- **Written exercise**
Copy the records verbatim from their beginning through the line containing "target: <item>dark pitched roof</item>", both ends included, and leave the pictures out of your answer.

═════ Dataset records ═════

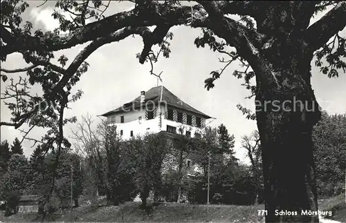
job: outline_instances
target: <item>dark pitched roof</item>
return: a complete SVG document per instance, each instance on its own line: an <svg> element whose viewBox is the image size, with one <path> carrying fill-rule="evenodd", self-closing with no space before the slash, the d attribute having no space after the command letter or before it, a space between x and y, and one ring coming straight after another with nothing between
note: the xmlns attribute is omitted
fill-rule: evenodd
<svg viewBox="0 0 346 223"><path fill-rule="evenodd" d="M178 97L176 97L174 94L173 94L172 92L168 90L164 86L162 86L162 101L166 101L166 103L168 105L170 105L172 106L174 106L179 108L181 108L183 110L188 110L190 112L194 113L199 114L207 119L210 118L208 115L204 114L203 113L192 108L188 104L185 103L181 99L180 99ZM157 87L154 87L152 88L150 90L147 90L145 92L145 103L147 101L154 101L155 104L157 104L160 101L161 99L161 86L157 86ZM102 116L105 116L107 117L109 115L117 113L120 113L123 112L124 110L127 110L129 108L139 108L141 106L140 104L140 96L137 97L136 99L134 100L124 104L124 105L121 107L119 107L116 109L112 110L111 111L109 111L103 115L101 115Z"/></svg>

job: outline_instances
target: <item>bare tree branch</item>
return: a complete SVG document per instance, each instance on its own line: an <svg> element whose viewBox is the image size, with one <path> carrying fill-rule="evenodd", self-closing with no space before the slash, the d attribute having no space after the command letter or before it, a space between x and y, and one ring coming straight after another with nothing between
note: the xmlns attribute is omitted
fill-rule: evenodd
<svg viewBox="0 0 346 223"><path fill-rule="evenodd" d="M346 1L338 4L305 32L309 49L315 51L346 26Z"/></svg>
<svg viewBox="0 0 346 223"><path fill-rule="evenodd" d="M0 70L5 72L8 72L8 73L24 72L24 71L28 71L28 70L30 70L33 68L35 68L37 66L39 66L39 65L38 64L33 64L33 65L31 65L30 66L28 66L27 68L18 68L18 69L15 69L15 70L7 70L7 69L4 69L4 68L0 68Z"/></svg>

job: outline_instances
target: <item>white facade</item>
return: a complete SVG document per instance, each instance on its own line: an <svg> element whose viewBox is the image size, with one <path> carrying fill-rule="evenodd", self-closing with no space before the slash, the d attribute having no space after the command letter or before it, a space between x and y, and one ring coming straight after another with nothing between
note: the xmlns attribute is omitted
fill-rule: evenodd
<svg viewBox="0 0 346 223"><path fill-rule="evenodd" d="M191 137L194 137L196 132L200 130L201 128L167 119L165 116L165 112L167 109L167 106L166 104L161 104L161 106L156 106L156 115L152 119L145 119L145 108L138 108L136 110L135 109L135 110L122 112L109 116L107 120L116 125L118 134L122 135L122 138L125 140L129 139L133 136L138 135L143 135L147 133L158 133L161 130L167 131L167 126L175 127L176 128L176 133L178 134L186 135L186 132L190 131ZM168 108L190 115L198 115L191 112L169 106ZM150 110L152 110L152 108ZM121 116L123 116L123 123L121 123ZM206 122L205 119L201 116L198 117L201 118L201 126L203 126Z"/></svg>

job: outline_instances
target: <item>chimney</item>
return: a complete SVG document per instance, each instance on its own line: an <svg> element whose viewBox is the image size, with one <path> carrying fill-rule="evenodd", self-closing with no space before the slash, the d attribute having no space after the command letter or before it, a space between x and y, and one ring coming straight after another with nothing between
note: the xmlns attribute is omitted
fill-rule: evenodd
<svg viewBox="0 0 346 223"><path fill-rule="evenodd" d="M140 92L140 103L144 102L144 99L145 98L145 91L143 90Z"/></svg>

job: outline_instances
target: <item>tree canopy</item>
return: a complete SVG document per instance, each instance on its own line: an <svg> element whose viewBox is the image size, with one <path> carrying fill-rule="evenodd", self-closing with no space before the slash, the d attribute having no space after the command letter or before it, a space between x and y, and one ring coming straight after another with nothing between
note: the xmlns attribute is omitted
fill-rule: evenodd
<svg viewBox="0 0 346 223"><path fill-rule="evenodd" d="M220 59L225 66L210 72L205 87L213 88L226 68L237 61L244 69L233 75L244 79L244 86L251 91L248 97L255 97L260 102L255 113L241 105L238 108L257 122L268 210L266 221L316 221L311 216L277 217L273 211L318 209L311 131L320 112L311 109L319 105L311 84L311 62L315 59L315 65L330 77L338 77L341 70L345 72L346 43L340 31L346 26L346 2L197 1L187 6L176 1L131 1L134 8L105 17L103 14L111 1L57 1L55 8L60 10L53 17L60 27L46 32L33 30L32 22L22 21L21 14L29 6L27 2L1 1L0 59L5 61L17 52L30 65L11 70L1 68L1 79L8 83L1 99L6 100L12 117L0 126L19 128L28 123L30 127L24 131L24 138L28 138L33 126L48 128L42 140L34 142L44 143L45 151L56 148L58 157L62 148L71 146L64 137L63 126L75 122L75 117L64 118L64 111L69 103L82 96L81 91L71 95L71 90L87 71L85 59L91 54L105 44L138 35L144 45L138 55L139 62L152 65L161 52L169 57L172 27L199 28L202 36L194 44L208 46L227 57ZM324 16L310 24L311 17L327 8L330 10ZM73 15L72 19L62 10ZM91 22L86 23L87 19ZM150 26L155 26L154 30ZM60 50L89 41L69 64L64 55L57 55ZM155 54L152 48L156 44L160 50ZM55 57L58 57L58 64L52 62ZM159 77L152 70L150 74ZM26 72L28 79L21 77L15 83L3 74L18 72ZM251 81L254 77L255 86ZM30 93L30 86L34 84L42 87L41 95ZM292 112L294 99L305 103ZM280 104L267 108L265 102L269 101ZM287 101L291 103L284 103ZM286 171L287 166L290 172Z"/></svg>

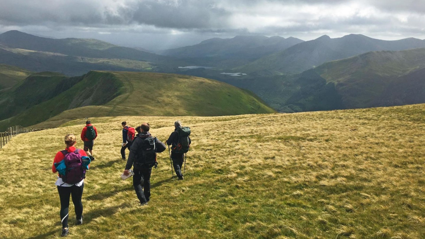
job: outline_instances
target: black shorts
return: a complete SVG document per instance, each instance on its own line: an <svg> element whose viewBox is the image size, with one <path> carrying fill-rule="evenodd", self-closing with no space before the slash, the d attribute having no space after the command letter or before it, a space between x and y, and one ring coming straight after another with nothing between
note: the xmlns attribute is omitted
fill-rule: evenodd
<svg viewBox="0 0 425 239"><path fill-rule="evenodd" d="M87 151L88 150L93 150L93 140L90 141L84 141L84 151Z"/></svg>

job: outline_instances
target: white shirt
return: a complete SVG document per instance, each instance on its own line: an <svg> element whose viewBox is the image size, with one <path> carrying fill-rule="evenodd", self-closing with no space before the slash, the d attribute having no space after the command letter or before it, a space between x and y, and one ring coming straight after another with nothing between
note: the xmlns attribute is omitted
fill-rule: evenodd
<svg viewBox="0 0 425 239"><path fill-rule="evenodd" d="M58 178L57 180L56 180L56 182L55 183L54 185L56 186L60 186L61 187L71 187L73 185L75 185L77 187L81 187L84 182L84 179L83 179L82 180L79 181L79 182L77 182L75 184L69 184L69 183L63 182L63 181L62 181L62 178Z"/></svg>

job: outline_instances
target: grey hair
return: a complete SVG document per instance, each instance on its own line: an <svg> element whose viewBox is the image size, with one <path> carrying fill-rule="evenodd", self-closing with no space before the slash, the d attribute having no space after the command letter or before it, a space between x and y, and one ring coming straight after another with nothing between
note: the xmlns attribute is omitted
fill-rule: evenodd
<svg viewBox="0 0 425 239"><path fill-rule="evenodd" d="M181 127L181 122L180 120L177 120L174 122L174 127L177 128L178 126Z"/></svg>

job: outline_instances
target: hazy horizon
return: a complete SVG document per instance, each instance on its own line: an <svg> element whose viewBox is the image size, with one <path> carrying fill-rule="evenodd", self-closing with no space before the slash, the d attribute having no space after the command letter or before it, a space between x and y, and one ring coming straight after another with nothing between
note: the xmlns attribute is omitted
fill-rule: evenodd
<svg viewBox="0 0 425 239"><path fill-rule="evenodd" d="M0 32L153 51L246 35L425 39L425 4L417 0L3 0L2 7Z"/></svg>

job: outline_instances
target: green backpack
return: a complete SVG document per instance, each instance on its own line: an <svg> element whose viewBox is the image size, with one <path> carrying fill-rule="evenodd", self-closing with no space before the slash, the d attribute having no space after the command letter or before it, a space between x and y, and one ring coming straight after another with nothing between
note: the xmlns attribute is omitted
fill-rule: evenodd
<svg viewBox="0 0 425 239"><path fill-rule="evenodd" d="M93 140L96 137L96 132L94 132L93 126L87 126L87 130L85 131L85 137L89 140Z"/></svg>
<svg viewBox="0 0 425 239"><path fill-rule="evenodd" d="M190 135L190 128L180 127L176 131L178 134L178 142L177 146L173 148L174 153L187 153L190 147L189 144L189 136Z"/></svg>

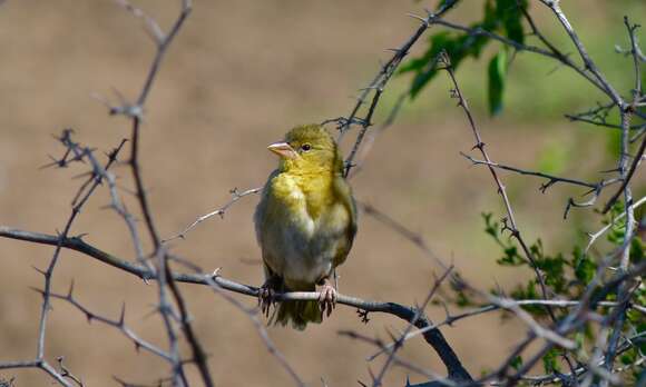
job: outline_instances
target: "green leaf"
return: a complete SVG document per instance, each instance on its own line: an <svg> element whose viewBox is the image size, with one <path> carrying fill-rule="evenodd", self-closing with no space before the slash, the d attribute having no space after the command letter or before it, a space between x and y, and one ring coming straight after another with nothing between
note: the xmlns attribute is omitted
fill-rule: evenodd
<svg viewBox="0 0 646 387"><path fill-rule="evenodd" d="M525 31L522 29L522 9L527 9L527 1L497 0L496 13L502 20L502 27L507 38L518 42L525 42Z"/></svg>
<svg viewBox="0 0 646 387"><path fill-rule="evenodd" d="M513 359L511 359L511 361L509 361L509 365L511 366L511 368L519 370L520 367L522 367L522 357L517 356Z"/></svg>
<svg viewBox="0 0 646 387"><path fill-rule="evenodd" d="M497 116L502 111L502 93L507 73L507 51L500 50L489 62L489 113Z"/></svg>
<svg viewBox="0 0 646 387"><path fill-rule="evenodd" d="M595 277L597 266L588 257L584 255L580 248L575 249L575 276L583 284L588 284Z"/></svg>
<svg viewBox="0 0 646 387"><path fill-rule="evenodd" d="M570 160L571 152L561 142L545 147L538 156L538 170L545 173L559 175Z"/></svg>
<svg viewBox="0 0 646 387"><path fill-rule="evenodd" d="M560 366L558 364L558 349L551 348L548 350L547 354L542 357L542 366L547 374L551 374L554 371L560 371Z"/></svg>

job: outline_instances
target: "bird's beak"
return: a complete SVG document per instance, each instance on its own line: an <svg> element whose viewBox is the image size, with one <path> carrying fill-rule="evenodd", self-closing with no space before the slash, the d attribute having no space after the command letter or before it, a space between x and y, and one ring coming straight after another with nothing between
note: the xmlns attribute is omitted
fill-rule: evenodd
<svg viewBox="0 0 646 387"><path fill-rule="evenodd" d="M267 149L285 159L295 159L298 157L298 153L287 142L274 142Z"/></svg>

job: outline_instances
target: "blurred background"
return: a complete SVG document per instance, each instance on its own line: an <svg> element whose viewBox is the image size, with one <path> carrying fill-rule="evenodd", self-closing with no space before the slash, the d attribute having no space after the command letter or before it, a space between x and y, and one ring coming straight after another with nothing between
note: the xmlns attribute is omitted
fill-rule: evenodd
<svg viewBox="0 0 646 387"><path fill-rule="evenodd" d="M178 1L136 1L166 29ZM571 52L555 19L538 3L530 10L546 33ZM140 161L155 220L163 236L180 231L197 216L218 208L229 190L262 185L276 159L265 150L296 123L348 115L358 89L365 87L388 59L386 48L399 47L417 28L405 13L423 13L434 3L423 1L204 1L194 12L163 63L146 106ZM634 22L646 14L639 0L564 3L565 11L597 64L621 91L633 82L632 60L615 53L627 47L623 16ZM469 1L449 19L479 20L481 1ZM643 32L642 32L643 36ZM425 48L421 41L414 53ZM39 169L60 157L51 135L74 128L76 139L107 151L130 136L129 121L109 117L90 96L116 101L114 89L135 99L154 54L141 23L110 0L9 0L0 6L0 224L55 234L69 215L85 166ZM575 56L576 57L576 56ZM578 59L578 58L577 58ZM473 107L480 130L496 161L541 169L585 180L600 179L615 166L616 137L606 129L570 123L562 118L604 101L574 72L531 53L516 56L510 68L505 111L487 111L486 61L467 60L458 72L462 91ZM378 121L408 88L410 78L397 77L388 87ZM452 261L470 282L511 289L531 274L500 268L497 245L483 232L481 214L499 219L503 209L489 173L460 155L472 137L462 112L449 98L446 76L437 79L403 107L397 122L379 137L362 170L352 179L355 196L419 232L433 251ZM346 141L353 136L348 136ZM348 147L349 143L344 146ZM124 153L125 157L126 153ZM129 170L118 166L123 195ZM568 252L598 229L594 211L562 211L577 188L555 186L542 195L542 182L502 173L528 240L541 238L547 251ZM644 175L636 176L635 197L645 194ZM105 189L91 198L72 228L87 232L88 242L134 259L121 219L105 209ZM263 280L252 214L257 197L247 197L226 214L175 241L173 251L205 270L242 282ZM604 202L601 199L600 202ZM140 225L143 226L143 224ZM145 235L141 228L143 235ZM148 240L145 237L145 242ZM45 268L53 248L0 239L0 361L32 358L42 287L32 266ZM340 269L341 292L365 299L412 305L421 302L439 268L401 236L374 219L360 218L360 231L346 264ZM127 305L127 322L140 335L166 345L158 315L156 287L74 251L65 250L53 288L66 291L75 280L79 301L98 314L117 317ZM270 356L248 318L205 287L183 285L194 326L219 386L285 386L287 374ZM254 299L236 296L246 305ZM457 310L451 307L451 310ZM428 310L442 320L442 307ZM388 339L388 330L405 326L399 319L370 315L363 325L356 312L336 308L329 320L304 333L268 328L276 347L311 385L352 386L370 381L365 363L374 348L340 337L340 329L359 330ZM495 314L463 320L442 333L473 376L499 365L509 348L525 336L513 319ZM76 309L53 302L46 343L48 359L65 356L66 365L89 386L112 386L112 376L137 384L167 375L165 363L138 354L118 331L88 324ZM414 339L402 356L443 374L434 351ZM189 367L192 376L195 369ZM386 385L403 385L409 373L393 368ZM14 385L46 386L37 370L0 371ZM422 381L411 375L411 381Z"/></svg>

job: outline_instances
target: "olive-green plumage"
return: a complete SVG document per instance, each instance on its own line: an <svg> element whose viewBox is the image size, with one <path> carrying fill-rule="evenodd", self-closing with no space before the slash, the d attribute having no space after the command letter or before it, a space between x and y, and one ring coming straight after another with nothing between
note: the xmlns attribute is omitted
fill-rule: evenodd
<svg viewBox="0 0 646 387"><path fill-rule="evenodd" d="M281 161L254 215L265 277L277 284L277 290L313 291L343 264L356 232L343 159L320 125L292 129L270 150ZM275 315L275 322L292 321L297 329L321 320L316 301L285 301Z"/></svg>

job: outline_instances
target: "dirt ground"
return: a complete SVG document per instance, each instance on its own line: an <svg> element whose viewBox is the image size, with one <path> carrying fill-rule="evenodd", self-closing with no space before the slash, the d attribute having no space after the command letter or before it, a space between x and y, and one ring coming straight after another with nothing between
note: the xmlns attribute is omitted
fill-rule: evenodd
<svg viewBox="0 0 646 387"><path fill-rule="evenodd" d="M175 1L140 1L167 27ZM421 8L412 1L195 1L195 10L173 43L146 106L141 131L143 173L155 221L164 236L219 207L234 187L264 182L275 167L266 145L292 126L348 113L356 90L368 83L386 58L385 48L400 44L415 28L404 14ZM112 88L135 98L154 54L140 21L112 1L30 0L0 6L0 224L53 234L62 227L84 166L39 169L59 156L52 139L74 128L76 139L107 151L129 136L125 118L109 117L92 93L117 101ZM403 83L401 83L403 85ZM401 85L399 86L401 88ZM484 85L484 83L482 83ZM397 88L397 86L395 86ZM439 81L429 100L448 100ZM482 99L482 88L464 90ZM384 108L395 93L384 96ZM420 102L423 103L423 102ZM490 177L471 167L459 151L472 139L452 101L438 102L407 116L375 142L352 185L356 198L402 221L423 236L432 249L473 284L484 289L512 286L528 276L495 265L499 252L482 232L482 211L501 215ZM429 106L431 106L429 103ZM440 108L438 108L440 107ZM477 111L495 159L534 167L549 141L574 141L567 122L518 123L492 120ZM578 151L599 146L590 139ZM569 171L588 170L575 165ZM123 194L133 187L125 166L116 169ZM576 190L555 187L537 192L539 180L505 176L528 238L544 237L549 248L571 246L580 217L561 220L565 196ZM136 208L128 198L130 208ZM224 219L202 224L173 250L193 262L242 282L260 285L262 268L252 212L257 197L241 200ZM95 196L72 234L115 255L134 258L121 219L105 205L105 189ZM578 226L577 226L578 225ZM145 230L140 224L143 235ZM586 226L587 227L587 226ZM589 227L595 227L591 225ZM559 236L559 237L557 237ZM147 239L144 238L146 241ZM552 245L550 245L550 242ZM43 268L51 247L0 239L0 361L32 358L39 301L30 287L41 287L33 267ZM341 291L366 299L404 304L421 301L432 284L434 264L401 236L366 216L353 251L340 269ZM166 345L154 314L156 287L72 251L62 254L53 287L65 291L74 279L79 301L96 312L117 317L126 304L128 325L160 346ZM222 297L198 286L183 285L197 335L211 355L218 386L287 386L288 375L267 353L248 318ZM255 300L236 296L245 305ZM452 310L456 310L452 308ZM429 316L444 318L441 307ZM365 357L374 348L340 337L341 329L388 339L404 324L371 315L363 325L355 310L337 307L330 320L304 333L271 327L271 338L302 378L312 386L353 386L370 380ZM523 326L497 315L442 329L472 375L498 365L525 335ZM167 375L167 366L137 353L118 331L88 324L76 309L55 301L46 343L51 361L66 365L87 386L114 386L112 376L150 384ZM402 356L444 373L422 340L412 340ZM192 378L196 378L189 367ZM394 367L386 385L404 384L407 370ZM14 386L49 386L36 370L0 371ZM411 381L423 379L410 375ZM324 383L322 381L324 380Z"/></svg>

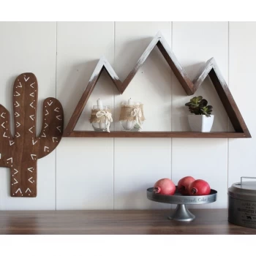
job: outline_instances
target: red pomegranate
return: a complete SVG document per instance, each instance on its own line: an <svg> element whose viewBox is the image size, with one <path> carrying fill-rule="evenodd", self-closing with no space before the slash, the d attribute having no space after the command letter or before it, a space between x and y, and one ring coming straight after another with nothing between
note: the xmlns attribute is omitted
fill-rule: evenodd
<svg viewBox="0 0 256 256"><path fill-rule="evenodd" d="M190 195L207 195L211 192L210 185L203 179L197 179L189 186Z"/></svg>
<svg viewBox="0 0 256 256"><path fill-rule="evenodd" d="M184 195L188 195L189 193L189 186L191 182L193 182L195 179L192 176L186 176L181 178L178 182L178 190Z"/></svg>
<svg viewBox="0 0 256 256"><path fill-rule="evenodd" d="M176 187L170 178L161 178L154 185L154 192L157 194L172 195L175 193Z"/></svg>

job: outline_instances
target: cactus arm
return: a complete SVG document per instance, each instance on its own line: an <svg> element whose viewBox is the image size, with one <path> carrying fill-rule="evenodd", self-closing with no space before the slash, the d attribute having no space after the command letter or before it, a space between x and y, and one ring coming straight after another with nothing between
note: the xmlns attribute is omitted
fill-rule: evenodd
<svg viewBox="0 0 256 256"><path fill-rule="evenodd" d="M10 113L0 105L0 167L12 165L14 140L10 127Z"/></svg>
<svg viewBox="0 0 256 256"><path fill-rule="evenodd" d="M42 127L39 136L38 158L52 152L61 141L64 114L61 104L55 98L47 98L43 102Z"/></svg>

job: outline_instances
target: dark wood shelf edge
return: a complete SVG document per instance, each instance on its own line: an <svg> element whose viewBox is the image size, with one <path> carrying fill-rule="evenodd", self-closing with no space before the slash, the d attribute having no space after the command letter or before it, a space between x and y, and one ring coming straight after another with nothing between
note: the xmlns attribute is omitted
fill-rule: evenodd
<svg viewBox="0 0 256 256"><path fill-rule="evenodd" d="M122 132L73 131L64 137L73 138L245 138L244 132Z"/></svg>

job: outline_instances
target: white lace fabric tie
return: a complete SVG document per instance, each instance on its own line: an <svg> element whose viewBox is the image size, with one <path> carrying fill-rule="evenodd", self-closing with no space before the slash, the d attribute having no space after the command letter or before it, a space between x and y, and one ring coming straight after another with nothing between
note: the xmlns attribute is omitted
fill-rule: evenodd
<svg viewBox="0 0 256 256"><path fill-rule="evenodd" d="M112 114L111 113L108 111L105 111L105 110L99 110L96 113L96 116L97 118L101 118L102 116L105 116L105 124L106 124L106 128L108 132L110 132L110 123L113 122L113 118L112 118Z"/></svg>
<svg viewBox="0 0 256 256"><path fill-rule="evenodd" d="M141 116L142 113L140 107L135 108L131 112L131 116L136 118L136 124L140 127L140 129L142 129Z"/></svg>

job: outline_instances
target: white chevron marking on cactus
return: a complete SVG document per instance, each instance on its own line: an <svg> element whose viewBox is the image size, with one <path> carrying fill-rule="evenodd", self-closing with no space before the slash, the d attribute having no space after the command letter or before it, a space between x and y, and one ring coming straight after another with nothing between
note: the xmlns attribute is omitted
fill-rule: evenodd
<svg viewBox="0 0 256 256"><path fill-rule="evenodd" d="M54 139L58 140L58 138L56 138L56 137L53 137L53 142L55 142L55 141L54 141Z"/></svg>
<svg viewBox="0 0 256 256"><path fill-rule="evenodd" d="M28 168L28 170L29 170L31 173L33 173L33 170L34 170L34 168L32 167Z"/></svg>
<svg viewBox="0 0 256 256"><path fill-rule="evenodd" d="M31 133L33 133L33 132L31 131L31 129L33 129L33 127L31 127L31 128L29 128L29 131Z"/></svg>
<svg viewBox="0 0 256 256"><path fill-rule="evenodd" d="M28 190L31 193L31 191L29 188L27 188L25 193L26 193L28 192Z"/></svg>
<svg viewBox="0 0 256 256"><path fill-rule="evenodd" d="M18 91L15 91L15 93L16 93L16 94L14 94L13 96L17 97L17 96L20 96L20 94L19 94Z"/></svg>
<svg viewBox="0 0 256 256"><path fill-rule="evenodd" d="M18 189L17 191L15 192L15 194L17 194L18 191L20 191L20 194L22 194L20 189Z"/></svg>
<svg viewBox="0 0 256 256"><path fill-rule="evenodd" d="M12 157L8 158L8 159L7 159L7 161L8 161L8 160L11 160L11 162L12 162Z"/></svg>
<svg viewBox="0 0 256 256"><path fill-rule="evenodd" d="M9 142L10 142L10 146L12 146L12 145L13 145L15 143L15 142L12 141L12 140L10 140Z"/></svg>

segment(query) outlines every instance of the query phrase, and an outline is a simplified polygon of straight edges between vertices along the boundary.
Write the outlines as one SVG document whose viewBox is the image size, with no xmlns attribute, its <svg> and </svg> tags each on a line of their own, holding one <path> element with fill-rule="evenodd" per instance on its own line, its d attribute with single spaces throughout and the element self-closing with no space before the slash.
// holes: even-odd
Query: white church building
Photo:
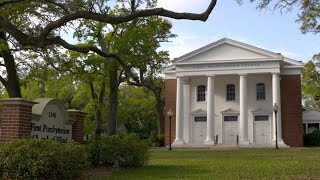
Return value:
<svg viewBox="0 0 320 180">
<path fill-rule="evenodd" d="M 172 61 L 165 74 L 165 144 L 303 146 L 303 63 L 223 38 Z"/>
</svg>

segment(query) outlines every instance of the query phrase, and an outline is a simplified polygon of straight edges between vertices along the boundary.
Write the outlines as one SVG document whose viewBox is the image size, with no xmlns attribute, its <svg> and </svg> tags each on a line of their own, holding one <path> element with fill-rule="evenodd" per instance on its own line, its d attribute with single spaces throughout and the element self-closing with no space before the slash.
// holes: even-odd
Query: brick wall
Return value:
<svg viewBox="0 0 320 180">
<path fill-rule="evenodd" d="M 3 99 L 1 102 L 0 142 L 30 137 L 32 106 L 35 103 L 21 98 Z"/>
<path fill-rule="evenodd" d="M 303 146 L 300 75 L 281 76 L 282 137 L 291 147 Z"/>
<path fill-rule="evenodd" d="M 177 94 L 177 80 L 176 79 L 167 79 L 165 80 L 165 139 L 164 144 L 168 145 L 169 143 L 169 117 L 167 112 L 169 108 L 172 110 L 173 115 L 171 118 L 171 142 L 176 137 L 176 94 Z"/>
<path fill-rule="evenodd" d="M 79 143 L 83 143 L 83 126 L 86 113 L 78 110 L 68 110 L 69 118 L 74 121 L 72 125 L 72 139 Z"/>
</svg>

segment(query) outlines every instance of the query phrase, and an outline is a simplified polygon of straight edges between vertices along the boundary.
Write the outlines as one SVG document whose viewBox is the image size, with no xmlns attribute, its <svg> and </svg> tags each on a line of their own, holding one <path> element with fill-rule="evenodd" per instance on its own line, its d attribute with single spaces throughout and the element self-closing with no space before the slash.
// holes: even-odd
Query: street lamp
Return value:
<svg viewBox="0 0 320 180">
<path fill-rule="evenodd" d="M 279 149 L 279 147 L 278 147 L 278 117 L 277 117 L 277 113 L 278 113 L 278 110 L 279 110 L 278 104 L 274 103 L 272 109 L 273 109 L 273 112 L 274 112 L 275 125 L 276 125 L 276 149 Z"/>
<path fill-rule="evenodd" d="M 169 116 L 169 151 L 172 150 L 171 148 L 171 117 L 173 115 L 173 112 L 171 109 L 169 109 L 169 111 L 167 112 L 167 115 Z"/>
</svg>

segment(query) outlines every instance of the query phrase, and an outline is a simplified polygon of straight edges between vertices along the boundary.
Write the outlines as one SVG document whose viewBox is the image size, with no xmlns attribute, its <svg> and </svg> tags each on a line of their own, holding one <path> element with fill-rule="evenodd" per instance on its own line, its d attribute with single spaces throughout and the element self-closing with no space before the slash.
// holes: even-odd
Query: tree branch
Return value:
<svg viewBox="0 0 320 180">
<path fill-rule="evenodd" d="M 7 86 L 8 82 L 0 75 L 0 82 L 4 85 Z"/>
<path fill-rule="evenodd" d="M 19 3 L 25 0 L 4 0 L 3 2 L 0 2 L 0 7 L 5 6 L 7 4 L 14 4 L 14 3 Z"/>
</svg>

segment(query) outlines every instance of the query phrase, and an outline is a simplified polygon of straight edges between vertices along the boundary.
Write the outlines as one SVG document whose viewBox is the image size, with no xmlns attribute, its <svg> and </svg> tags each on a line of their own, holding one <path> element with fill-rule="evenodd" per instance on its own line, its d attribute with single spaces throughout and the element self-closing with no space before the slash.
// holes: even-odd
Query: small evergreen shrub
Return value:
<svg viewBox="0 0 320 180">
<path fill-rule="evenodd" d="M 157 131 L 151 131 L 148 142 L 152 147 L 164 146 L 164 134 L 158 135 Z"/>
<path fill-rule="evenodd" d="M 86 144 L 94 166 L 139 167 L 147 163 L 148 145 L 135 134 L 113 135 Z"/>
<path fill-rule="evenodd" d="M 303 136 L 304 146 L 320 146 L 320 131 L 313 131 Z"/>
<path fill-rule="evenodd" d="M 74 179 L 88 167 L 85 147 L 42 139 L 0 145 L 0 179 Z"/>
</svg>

═════

- **Output**
job: outline_instances
target: <item>dark pitched roof</item>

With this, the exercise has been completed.